* [Short exercise]:
Pictures aside, quote the whole listing exactly.

(Lines of data)
—————

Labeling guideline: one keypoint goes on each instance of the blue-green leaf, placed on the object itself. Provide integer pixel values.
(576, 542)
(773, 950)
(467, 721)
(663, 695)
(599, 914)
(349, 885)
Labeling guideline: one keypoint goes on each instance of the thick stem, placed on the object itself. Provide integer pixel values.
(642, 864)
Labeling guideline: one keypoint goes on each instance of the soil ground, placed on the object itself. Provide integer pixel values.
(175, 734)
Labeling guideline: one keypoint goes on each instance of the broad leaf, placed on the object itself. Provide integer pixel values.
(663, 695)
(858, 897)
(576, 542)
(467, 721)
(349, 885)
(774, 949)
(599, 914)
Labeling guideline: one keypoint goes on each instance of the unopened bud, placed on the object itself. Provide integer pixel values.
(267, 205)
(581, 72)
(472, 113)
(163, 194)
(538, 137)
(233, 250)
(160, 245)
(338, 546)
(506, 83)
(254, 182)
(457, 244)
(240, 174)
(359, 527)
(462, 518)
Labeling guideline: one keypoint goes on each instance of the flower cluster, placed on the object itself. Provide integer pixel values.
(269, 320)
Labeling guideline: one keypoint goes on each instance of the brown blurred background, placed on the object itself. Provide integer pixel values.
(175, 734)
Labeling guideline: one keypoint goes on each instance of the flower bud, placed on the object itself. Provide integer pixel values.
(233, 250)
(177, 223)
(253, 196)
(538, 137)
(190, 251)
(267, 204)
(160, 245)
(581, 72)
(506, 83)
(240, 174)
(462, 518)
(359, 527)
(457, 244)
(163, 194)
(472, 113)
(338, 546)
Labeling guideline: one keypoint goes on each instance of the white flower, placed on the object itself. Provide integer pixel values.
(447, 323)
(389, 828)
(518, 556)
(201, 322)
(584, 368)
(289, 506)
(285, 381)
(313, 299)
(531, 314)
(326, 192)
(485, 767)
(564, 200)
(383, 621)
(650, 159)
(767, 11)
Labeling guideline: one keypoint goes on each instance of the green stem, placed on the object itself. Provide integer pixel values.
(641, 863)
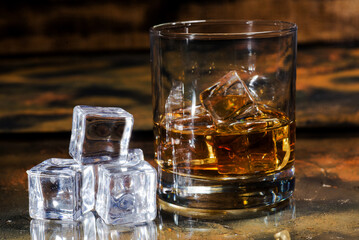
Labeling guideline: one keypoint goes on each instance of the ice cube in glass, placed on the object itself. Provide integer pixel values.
(126, 194)
(228, 98)
(60, 189)
(100, 134)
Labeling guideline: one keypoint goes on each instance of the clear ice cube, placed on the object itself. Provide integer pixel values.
(54, 229)
(144, 231)
(175, 99)
(60, 189)
(134, 157)
(100, 134)
(126, 194)
(228, 99)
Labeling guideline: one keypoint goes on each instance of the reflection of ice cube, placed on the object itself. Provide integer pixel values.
(54, 229)
(228, 98)
(99, 134)
(175, 99)
(56, 189)
(126, 194)
(145, 231)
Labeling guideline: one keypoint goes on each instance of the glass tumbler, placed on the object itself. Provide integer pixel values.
(224, 115)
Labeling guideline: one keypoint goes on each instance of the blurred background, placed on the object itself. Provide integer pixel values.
(56, 54)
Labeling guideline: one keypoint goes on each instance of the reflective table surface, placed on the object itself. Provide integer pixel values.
(325, 203)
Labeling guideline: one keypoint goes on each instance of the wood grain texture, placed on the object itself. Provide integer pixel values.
(37, 94)
(58, 26)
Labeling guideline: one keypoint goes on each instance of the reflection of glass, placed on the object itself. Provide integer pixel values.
(224, 115)
(145, 231)
(56, 229)
(260, 225)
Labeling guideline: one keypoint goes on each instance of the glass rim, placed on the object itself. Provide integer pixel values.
(170, 29)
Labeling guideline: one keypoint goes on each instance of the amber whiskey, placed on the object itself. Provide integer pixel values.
(190, 144)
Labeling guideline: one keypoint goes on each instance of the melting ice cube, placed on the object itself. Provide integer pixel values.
(228, 98)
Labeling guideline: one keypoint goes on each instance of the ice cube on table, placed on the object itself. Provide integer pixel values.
(60, 189)
(144, 231)
(100, 134)
(228, 98)
(55, 229)
(126, 194)
(134, 156)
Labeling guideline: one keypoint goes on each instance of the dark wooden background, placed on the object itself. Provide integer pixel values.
(57, 54)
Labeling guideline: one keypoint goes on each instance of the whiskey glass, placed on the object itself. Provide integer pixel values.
(224, 115)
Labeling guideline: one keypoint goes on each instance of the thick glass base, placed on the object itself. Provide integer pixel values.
(224, 198)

—————

* [Written solution]:
Labeling guideline: one keypoint goes on each instance of the blue-green leaf, placed on the object itself. Provide integer pixel values.
(576, 542)
(773, 950)
(467, 721)
(663, 695)
(599, 914)
(349, 885)
Labeling guideline: one keypoint goes on each instance of the thick stem, placed on the object itself. Provide integer pixel values.
(642, 864)
Labeling guideline: one keypoint goes on each instance of the soil ground, placed on the object itself. Provide integer pixel values.
(175, 734)
Labeling guideline: one keypoint goes on each instance of the broad leaf, placed on the object itself. Provide integer pixel values.
(663, 695)
(858, 897)
(576, 542)
(467, 721)
(349, 885)
(774, 949)
(599, 914)
Labeling guideline: one keypoint goes on each instance of the unopened bud, placed on the object itself. Provide integer pixel values.
(267, 205)
(581, 72)
(472, 113)
(163, 194)
(538, 137)
(233, 250)
(160, 245)
(338, 546)
(506, 83)
(254, 182)
(457, 244)
(240, 174)
(359, 527)
(462, 518)
Labeling guideline: one keypoint goes on each instance of the flower cluster, placed on the object itself. Provide integer pixel values.
(269, 320)
Labeling guideline: one keypoint goes on each instance of the brown blurred background, placed on the object itself. Provide integer pixel values.
(175, 734)
Labeling guideline: one keypoint goes on each instance of the flower bud, placed on the object itself. Provide integer pixel values.
(233, 250)
(177, 223)
(253, 196)
(538, 137)
(190, 251)
(267, 204)
(160, 245)
(581, 72)
(506, 83)
(240, 174)
(462, 518)
(359, 527)
(457, 244)
(163, 194)
(472, 113)
(338, 546)
Labeling guideline: one keypoint goes on each instance of the white flower, placed on the object itself. Provide integer pixel values.
(447, 323)
(389, 828)
(518, 556)
(201, 322)
(584, 368)
(289, 506)
(285, 381)
(313, 299)
(531, 314)
(326, 192)
(485, 767)
(564, 200)
(383, 621)
(650, 159)
(767, 11)
Labeling guideline: one keypoint goes on each instance of the green stem, placed on the object itself. Provide integer pixel values.
(641, 863)
Labeling guideline: one keypoint goes on each instance of the ice cube in glass, placed on the object itself. Provide integer pixel values.
(126, 194)
(228, 98)
(60, 189)
(100, 134)
Labeling guideline: one keypoint goes on each instance of the clear ice cube, placed on the object itself. Provide integer pixel values.
(54, 229)
(144, 231)
(175, 99)
(60, 189)
(134, 157)
(100, 134)
(126, 194)
(228, 99)
Labeling guideline: one keypoint goes on each instance of the reflection of ice cube, placed on the object itself. Provide integer pixel values.
(54, 229)
(228, 98)
(99, 134)
(175, 99)
(56, 189)
(126, 194)
(145, 231)
Labeling guideline: one keypoint goes on each instance of the glass tumbler, placed on the object itself. Provide integer pixel values.
(224, 115)
Labeling guideline: one keypoint goes on each instance of the blurred background, placed on the object itself. Provide integer pixel values.
(56, 54)
Labeling guideline: one keypoint goes on each instance of the reflective table surface, placed on the object itself. Provide integer pixel values.
(325, 203)
Labeling guideline: one keypoint goes on each instance of the wood grain texture, placed on the object itself. Provide integer pixel values.
(37, 94)
(58, 26)
Labeling guideline: one keypoint goes on each instance of the reflection of glass, placed on the object itself. Provide integer pixel values.
(224, 115)
(145, 231)
(56, 229)
(260, 225)
Labeling guideline: one keypoint goes on each instance of the glass rim, placed on the object itself. Provide integer pixel values.
(170, 29)
Labeling guideline: one keypoint goes on each instance of the amber whiskey, placed on the object itself. Provide integer pixel values.
(190, 144)
Labeling guideline: one keypoint goes on each instance of the melting ice cube, placed on the object itself. Provide integer pixel values.
(228, 98)
Labeling guideline: one keypoint goes on each instance of the ice cube on table, placed on the object itself. Provide integer pixel values.
(60, 189)
(144, 231)
(100, 134)
(228, 98)
(55, 229)
(126, 194)
(134, 156)
Labeling guideline: one keypoint goes on each instance of the dark wooden background, placed on the object itself. Provide integer pixel values.
(57, 54)
Labeling guideline: one keypoint goes on each instance of the whiskey glass, placed on the object itself. Provide integer pixel values.
(224, 115)
Labeling guideline: one keypoint goes on each instance of the thick glass base, placed on the object itself. Provide integer pixel values.
(224, 198)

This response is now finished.